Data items
------------------------------------------------------------
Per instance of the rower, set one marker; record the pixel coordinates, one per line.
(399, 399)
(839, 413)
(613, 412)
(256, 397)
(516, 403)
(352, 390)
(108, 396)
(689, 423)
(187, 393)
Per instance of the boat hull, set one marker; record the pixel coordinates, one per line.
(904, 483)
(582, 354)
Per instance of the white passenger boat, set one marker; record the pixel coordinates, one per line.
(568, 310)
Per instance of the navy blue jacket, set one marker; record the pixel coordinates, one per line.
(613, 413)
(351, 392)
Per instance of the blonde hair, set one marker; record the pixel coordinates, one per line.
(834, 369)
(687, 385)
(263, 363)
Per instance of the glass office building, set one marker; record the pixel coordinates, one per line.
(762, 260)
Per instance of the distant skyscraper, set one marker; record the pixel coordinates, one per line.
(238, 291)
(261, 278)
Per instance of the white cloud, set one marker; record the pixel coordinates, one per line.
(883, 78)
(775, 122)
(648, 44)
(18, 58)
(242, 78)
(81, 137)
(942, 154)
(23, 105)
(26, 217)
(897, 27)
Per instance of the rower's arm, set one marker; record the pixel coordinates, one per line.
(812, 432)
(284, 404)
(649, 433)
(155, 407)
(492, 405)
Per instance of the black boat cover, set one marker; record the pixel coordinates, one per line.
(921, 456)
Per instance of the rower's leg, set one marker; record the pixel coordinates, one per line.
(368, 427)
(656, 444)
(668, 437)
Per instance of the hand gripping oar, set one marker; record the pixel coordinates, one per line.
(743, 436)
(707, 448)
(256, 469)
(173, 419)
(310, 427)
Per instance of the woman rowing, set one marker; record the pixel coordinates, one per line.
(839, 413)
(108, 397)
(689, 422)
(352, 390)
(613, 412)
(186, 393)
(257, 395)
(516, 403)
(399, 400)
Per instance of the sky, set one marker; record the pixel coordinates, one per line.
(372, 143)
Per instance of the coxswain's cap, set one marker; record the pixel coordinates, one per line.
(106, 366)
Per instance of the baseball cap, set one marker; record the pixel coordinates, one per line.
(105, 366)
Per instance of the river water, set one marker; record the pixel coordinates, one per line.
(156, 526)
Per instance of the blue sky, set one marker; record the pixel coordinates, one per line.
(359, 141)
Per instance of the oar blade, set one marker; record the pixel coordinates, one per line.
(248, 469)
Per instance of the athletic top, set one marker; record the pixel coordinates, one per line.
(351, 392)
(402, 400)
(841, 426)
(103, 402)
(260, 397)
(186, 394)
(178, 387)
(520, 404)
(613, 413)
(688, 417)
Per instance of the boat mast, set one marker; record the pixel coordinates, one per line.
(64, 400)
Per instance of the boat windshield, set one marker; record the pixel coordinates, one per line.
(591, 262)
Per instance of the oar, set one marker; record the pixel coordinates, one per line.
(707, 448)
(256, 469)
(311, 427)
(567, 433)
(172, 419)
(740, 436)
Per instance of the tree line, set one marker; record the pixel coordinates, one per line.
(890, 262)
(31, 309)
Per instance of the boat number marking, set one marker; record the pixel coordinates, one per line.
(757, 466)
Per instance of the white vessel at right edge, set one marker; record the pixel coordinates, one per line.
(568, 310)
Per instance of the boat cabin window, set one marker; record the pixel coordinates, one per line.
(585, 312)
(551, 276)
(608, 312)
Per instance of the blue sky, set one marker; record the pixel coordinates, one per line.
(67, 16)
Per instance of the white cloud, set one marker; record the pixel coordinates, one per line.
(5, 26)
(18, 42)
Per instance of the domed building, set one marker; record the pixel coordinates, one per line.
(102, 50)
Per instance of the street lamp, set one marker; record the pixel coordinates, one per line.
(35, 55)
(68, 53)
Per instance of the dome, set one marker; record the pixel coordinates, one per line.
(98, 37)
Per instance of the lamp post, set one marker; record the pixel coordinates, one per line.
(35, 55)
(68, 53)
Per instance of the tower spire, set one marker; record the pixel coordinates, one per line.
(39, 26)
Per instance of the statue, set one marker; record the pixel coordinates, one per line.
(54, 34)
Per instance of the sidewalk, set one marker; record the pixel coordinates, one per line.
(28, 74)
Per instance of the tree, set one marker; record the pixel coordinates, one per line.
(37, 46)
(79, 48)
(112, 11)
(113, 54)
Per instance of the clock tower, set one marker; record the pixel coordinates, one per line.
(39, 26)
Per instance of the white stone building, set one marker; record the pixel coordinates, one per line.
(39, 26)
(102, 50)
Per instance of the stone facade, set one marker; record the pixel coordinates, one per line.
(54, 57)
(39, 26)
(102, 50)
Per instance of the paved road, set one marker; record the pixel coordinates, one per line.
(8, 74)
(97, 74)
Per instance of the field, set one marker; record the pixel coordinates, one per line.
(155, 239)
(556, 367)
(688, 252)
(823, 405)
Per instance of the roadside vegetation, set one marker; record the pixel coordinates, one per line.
------------------------------------------------------------
* [GOAL OF THE EXERCISE] Print the whole listing exactly as it is.

* [OUTPUT]
Per instance of the rower, set one marker; record the pixel coordinates, one per line.
(399, 399)
(839, 413)
(613, 412)
(256, 397)
(516, 403)
(352, 390)
(108, 396)
(689, 423)
(187, 393)
Per instance of the boat hull, set one marker; record the pixel coordinates, one per line.
(904, 483)
(582, 354)
Per instance of the white passenger boat, set one marker; record the pixel coordinates, one per line.
(568, 310)
Per instance of the navy blue jacket, set one marker; record the pixel coordinates, one per line.
(613, 413)
(351, 392)
Per instance of the blonde hair, set one marker; record the pixel coordinates, one per line.
(834, 369)
(687, 385)
(263, 363)
Per instance of the glass office building, set one marker; record the pixel coordinates, one per line.
(762, 260)
Per instance of the distant skyscraper, set one marker; record the pixel coordinates, one per line.
(238, 291)
(261, 278)
Per instance of the white cloud, set one marker; record the pixel coordinates, one per line.
(883, 78)
(775, 122)
(648, 44)
(18, 58)
(242, 78)
(81, 137)
(942, 154)
(23, 105)
(26, 217)
(897, 27)
Per instance of the rower's arm, set one marker; record the pixel coordinates, one per line.
(812, 432)
(284, 404)
(649, 433)
(155, 407)
(492, 405)
Per instance of the black boat cover, set one marker; record the pixel coordinates, one per line.
(921, 456)
Per instance of the rower's leg, set one marker; record the pixel coordinates, one per line.
(368, 427)
(656, 444)
(668, 437)
Per instance of the hand gripping oar, set one marker; record the pixel coordinates, one per line.
(743, 436)
(707, 448)
(256, 469)
(173, 419)
(310, 427)
Per instance of the woman rowing, set one marker; record the pixel coordinates, one per line.
(839, 413)
(108, 397)
(689, 422)
(352, 390)
(613, 412)
(186, 393)
(257, 395)
(516, 403)
(399, 400)
Per instance of the sky, set one marker; record the pixel coordinates, one per line.
(372, 143)
Per instance of the coxswain's cap, set one marker; record the pixel coordinates, one per line.
(106, 366)
Per instance of the baseball cap, set one marker; record the pixel coordinates, one per line.
(105, 366)
Per instance of the river water, set one marker; record the pixel coordinates, one per line.
(156, 526)
Per instance of the blue sky, set one marker; record the pixel coordinates, one per line.
(359, 141)
Per instance of the oar blade, set one marker; record the pixel coordinates, one per line.
(248, 469)
Per instance of the athletic top, set one marker; record the pixel coordinates, one per line.
(351, 392)
(402, 400)
(841, 426)
(103, 402)
(260, 397)
(186, 394)
(178, 387)
(520, 404)
(613, 413)
(688, 417)
Per instance of the boat mast, set one marker; record the pixel coordinates, one per line.
(64, 400)
Per instance of the boat windshield, set one marker; record the pixel coordinates, one per line.
(591, 262)
Per instance of the oar, set one marker; record the pixel coordinates, one per line.
(707, 448)
(256, 469)
(311, 427)
(567, 433)
(172, 419)
(740, 436)
Per instance of the tree line, set one marker; record the pixel coordinates, one per line.
(890, 262)
(31, 309)
Per instance of the boat number marking, set one marker; record the pixel coordinates, one per line.
(757, 466)
Per instance of the white vessel at right edge, set one marker; record the pixel coordinates, one per line.
(568, 310)
Per instance of the boat cabin window, set one marker; record the pixel coordinates, one per line.
(585, 312)
(551, 276)
(608, 312)
Per instance of the blue sky, set one marker; record the pixel coordinates, one per line.
(67, 16)
Per instance of the white cloud, set one marker; record the pixel coordinates, one per line.
(5, 26)
(18, 42)
Per instance of the domed building, set one marker; record the pixel coordinates, one per line.
(102, 50)
Per instance of the street lamp, set one marker; record the pixel coordinates, one per line.
(35, 55)
(68, 53)
Per instance of the dome, set one marker; record the pixel coordinates, one per line.
(98, 37)
Per instance of the lamp post, set one marker; record the pixel coordinates, one per line.
(35, 55)
(68, 53)
Per instance of the tower spire, set one marker; record the pixel coordinates, one per line.
(39, 26)
Per instance of the statue, set one marker; record the pixel coordinates, one per line.
(54, 34)
Per instance of the sidewalk, set one marker; record the pixel coordinates, one per line.
(28, 74)
Per instance of the tree, set one marker; record the pixel coordinates, one per line.
(37, 46)
(79, 48)
(112, 11)
(113, 54)
Per instance of the clock tower, set one marker; record the pixel coordinates, one per line.
(39, 26)
Per instance of the white stone building, set one marker; record the pixel coordinates, one per line.
(39, 26)
(102, 50)
Per instance of the stone facade, set one marker; record the pixel coordinates, one per line.
(54, 57)
(39, 26)
(102, 50)
Per instance of the paved road, set one marker; record the pixel coordinates, one per line.
(8, 74)
(97, 74)
Per instance of the field, set one marker; record the pixel coordinates, one per line.
(155, 239)
(556, 367)
(688, 252)
(823, 405)
Per instance of the roadside vegetation, set one marker; record the pixel coordinates, one per line.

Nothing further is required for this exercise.